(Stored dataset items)
━━━━

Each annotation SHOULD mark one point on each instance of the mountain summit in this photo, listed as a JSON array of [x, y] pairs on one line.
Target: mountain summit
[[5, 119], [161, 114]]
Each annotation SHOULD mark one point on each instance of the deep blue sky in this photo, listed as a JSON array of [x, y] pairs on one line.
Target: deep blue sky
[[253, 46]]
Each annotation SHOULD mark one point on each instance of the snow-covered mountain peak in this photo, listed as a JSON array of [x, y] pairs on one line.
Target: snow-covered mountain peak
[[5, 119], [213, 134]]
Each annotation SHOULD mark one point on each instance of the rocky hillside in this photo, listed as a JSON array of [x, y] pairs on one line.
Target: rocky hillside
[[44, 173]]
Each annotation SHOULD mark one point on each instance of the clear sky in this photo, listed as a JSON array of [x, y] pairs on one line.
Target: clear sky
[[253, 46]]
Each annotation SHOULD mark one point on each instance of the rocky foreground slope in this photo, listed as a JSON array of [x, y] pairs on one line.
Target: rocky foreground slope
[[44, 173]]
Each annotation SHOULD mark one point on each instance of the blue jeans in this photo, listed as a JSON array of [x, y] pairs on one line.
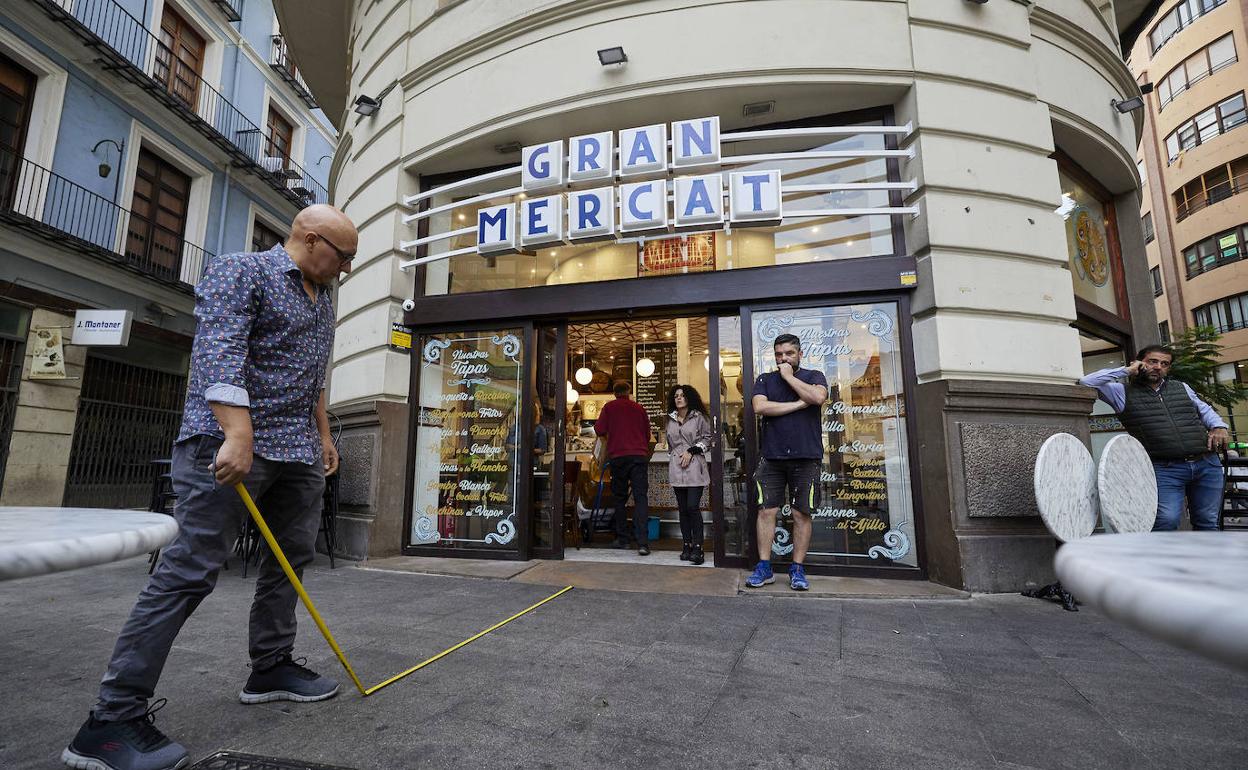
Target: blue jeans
[[1199, 481]]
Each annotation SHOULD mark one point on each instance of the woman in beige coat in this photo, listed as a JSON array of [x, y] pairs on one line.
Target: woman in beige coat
[[689, 439]]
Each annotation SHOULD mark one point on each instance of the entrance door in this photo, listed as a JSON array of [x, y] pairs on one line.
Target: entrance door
[[865, 516], [550, 501]]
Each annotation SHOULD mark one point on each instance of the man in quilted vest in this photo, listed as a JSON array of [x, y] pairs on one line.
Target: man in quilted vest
[[1181, 433]]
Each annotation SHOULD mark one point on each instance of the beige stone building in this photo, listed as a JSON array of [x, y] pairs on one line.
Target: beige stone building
[[1193, 164], [960, 230]]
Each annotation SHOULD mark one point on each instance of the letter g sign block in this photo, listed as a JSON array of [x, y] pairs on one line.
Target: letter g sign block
[[543, 167]]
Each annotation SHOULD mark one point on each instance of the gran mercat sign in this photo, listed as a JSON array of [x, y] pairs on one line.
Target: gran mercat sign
[[635, 182]]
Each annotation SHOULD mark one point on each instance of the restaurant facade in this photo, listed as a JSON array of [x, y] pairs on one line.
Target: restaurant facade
[[937, 199]]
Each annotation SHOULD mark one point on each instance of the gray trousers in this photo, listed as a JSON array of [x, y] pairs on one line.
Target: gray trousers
[[209, 518]]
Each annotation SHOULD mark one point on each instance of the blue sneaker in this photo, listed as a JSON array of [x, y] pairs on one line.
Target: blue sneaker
[[760, 577], [798, 578]]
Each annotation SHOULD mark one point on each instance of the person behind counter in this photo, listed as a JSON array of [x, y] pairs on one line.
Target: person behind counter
[[625, 426], [689, 437]]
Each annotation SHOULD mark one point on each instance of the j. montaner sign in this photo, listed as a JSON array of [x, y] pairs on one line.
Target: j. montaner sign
[[101, 327], [644, 201]]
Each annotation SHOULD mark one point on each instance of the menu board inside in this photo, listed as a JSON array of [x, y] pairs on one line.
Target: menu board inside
[[652, 392], [866, 512], [467, 457]]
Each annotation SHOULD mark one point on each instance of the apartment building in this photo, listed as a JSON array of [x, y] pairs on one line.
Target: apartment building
[[1193, 162], [137, 140]]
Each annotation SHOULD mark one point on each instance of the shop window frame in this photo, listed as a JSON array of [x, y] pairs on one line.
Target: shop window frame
[[658, 283]]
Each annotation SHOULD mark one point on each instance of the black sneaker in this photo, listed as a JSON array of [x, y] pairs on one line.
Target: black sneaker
[[287, 679], [134, 744]]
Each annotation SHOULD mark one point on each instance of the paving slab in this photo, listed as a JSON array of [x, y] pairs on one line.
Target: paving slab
[[634, 679], [498, 569], [635, 578], [858, 588]]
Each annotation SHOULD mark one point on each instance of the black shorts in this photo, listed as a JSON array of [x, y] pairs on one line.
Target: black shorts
[[799, 477]]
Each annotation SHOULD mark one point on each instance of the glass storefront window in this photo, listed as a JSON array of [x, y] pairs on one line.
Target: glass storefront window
[[866, 512], [731, 438], [793, 241], [467, 453]]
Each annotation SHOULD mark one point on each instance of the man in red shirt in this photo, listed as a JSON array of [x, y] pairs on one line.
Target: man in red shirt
[[625, 426]]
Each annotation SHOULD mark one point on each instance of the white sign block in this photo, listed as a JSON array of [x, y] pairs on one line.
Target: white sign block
[[102, 328], [695, 142], [754, 196], [644, 206], [542, 221], [592, 214], [543, 166], [496, 229], [592, 157], [699, 200], [643, 150]]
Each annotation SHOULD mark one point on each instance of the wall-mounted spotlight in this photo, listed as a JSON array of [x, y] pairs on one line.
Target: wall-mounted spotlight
[[612, 56], [367, 105]]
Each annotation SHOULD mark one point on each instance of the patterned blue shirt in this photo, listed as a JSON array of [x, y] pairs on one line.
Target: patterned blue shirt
[[260, 342]]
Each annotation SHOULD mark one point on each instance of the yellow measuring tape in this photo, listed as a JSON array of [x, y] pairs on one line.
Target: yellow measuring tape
[[325, 630]]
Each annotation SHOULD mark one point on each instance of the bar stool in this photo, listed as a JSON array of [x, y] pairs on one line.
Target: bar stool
[[162, 499]]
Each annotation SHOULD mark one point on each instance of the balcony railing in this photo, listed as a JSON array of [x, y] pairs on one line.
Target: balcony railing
[[230, 8], [1226, 256], [285, 68], [1213, 194], [53, 207], [130, 51]]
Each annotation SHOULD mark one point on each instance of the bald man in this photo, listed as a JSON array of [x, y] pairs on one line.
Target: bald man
[[255, 412]]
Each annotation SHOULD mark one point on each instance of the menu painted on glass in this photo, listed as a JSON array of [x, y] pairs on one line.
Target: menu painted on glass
[[865, 516], [467, 451], [652, 391]]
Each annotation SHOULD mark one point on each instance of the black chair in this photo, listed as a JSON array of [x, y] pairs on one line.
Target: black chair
[[162, 499], [330, 499]]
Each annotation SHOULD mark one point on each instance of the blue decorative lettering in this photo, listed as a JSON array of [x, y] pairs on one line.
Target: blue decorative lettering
[[588, 149], [642, 145], [539, 171], [536, 210], [703, 140], [585, 217]]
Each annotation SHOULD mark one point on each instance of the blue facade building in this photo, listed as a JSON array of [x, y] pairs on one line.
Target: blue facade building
[[137, 140]]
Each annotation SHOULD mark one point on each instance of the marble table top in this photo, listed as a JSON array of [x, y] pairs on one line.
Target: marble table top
[[1183, 587], [40, 540], [1127, 486], [1065, 482]]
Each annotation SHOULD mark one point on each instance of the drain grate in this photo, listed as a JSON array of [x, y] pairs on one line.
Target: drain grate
[[235, 760]]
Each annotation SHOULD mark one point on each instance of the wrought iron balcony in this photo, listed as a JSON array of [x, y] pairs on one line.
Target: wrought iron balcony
[[285, 68], [1212, 194], [53, 207], [230, 8], [130, 51]]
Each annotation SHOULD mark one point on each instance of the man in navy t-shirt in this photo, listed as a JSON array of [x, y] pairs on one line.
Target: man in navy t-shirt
[[789, 402]]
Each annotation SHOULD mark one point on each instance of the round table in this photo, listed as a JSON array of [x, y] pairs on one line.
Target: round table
[[1187, 588], [41, 540]]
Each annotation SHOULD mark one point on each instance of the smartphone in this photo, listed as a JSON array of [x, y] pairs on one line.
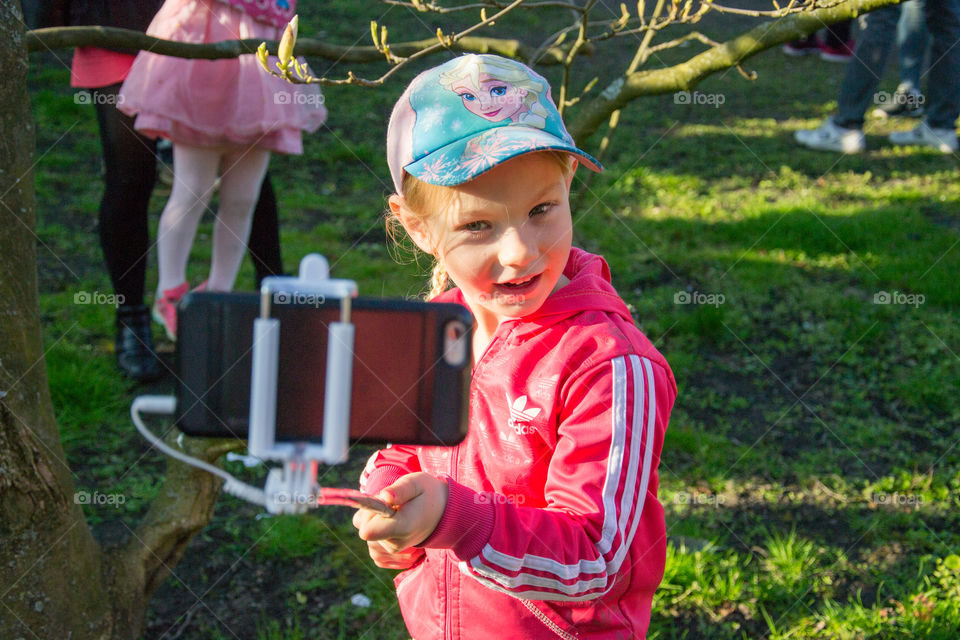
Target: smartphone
[[411, 368]]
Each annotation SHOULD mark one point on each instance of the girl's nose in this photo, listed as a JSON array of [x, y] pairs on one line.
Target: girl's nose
[[517, 248]]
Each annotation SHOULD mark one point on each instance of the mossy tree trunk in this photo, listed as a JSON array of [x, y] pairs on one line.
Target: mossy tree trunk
[[55, 579]]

━━━━

• [What is required] Beginning with the line that has "Target: person behind counter" and ending with the line that has "of the apartment", set down the lines above exactly and include no others.

• [Written answer]
Target: person behind counter
[[625, 426], [689, 437]]
Each annotation SHOULD mark one point on each instance of the j. montaner sign in this photo, listed as a JSON array of [x, y] pairs on one line.
Target: j. montaner sign
[[101, 327], [644, 201]]
Each annotation SHOULD mark one point on each instance of the menu board inside in this photo, listed as a JSON array of [x, y] pairs on one line.
Target: menu board inside
[[652, 392], [866, 512], [467, 457]]
Each annotation SHOULD mark one point on each instance of the apartment building in this photo, listed as a JSON array of [x, y] pairs on one line.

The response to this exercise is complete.